§ **Tasks and exercises**
**1.** According to the Strategic Petroleum Reserve article, how many sites does the reserve have, and in which states are they?
**2.** Restate the Strategic Petroleum Reserve article from "Federal data and" to "to an inquiry.", swapping "energy finance analyst" for "energy policy analyst".
**3.** Please extend the Strategic Petroleum Reserve article, picking up after its final sentence.

§ **Page text**
## START

Facing record-high gas prices and volatile conditions in the international oil market, President Joe Biden announced the largest release from the nation’s oil stockpiles since they were created almost five decades ago.
On March 31, Biden said he would order the release of about 1 million additional barrels from the Strategic Petroleum Reserve every day for six months.
It was unclear whether this would be enough to lower U.S. gasoline prices, especially if other overseas producers lower their production to cancel out the additional oil, thus keeping supply the same and prices high. But Biden’s presidential predecessor, Donald Trump, issued a statement critical of the move.
"So after 50 years of being virtually empty, I built up our oil reserves during my administration, and low energy prices, to 100% full," Trump said. "It’s called the Strategic National Reserves, and it hasn’t been full for many decades. In fact, it’s been mostly empty."
Federal data and energy experts made clear that Trump is wrong on several counts, most notably in the assertion that the stockpile has been "mostly empty" for decades.
"I'm not sure there's anything in that quote that makes any sense at all," said Clark Williams-Derry, an energy finance analyst with the Institute for Energy Economics and Financial Analysis.
Trump’s press office did not respond to an inquiry.
For starters, Trump got the stockpile’s name slightly wrong: It's the Strategic Petroleum Reserve.
The reserve dates from OPEC’s oil embargo in 1973 and 1974, when an oil price shock battered the U.S. economy. It was designed to protect the country from the effects of a severe energy supply interruption, according to the Congressional Research Service.
The reserve has a capacity of more than 700 million barrels, stored in underground geological formations known as salt domes. The reserve encompasses four sites, two each in Louisiana and Texas.
The stockpile’s holdings can be drawn down by about 4.4 million barrels a day. The reserve stores crude oil rather than gasoline, partly because crude oil is more stable. So any oil that’s released must be refined before coming to market.
It takes about two weeks for a new release from the reserve to enter the market. (Once the oil price declines, the U.S. can purchase additional oil to replenish the reserve.)
Biden tried a smaller version of this tactic several months ago. On Nov. 23, 2021, Biden ordered the release of some 50 million barrels of oil from the reserve, or roughly two and a half days of U.S. demand. It was only the fourth time a president had done so. In 1991, President George H.W. Bush released reserves as the Persian Gulf War threatened the international oil market. In 2005, President George W. Bush did it after Hurricane Katrina destroyed oil infrastructure on the Gulf coast. And in 2011, President Barack Obama did it during the civil war in Libya, which prompted concerns about international supply disruptions.

## END

§ **Source excerpt**
## START

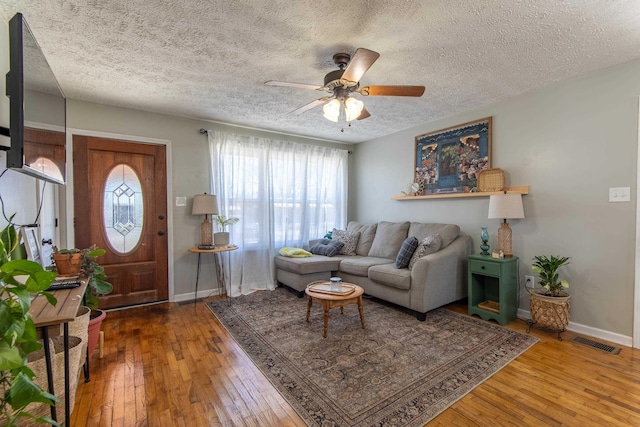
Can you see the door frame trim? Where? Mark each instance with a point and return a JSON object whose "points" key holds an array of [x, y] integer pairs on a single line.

## END

§ **Responses in order**
**1.** Four sites, two each in Louisiana and Texas.

**2.**
Federal data and energy experts made clear that Trump is wrong on several counts, most notably in the assertion that the stockpile has been "mostly empty" for decades.
"I'm not sure there's anything in that quote that makes any sense at all," said Clark Williams-Derry, an energy policy analyst with the Institute for Energy Economics and Financial Analysis.
Trump’s press office did not respond to an inquiry.

**3.**
But last November’s release didn’t move gas prices in the U.S. significantly, in part because six weeks later, Russia invaded Ukraine, and as a protest, some Western nations, including the U.S., sought to cut back on buying Russian oil. So in March, prices at the pump in the U.S. began setting new records, setting the stage for Biden’s latest move.
It’s wrong for Trump to say the stockpile has been "mostly empty" for decades.
Since 1987, about a decade after the Strategic Petroleum Reserve began accepting crude oil, the amount stored has not dropped below 540 million barrels by the end of the calendar year. And most of the time, it was well above that.
Between 2003 and 2020, the level in the stockpile ranged from a low of 634 million barrels to a high of 726 million barrels. While the maximum capacity of the reserve varied somewhat over that period, that represented a big percentage of the stockpile’s maximum capacity.
For instance, in December 2009, the reserve was 100% filled, with 727 million barrels. By the time Trump took office in January 2017, the reserve was in excess of 90% full. The current capacity is slightly lower than its 2009 high; at the end of 2021, the stockpile was roughly 82% full.
Meanwhile, contrary to what Trump said, the stockpile was never completely full while he was in office. Between the end of 2016 and the end of 2020, roughly when Trump was in office, the level of oil in the reserve fell from 695 million barrels to 638 million barrels, a decrease of about 8%. And by the time Trump left office, the stockpile was about 89% full, not 100% full.
The decline on Trump’s watch stemmed from lower-profile reasons, notably sales of crude in the stockpile to capitalize on high oil prices and generate revenue that reduces the federal deficit.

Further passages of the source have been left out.